- SUPPLIED TEXT

Activated β-catenin in Foxp3+ regulatory T cells links inflammatory environments to autoimmunity

Foxp3+ regulatory T cells (Treg cells) are the central component of peripheral immune tolerance. Whereas a dysregulated Treg cytokine signature has been observed in autoimmune diseases, the regulatory mechanisms underlying pro- and anti-inflammatory cytokine production are elusive. Here, we identify an imbalance between the cytokines IFN-γ and IL-10 as a shared Treg signature present in patients with multiple sclerosis and under high-salt conditions. RNA-sequencing analysis on human Treg subpopulations revealed β-catenin as a key regulator of IFN-γ and IL-10 expression. The activated β-catenin signature was enriched in human IFN-γ+ Treg cells, as confirmed in vivo with Treg-specific β-catenin-stabilized mice exhibiting lethal autoimmunity with a dysfunctional Treg phenotype. Moreover, we identified prostaglandin E receptor 2 (PTGER2) as a regulator of IFN-γ and IL-10 production under a high-salt environment, with skewed activation of the β-catenin–SGK1–Foxo axis. Our findings reveal a novel PTGER2–β-catenin loop in Treg cells linking environmental high-salt conditions to autoimmunity. Regulatory T cells (Treg cells) can destabilize in inflammatory environments. Sumida et al. show that β-catenin signaling perturbs Treg cell function in patients with multiple sclerosis and under experimental high-salt conditions.

- SUPPLIED RECORDS

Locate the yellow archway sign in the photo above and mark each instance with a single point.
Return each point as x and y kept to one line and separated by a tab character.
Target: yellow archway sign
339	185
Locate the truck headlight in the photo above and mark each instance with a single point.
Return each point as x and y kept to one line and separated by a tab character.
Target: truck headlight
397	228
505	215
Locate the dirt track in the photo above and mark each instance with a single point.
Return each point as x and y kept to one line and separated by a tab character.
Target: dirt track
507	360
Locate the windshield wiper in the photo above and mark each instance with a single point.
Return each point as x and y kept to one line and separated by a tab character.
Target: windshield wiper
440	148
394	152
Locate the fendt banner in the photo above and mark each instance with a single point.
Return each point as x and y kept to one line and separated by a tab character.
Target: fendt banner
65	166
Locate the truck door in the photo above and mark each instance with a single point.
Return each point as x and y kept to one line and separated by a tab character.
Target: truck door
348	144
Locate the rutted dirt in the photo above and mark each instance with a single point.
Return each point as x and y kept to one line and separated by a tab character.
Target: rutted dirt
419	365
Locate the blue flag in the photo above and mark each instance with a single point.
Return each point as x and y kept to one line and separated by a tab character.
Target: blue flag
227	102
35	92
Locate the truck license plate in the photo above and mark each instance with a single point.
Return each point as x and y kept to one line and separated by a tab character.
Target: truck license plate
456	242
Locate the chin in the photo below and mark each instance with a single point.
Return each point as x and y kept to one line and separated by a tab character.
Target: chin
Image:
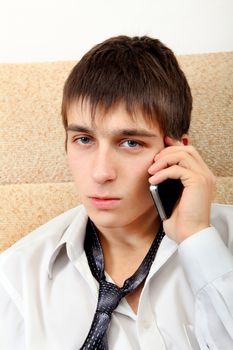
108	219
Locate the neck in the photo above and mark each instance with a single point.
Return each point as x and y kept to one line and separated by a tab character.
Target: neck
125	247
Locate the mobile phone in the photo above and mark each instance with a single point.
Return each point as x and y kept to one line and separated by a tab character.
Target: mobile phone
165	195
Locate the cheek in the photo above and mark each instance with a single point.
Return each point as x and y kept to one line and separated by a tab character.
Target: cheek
---
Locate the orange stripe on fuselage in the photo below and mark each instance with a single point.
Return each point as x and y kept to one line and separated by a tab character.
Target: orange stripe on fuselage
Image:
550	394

- EXERCISE GOAL
Rewrite the paragraph of the text on β-catenin in regulatory T cells that begins "Foxp3+ regulatory T cells (Treg cells) are the central component" as a bulleted list of its main facts.

- RESULT
- Foxp3+ regulatory T cells (Treg cells) are central to peripheral immune tolerance, and they can destabilize in inflammatory environments.
- Autoimmune diseases show a dysregulated Treg cytokine signature, but the mechanisms controlling pro- and anti-inflammatory cytokine production are unclear.
- An imbalance between IFN-γ and IL-10 is a shared Treg signature in patients with multiple sclerosis and under high-salt conditions.
- RNA sequencing of human Treg subpopulations identified β-catenin as a key regulator of IFN-γ and IL-10 expression.
- The activated β-catenin signature was enriched in human IFN-γ+ Treg cells. Mice with Treg-specific stabilized β-catenin confirmed this in vivo, developing lethal autoimmunity with dysfunctional Treg cells.
- Prostaglandin E receptor 2 (PTGER2) regulates IFN-γ and IL-10 production in a high-salt environment, with skewed activation of the β-catenin–SGK1–Foxo axis.
- A novel PTGER2–β-catenin loop in Treg cells links environmental high-salt conditions to autoimmunity.
- Sumida et al. show that β-catenin signaling perturbs Treg cell function in multiple sclerosis patients and under experimental high-salt conditions.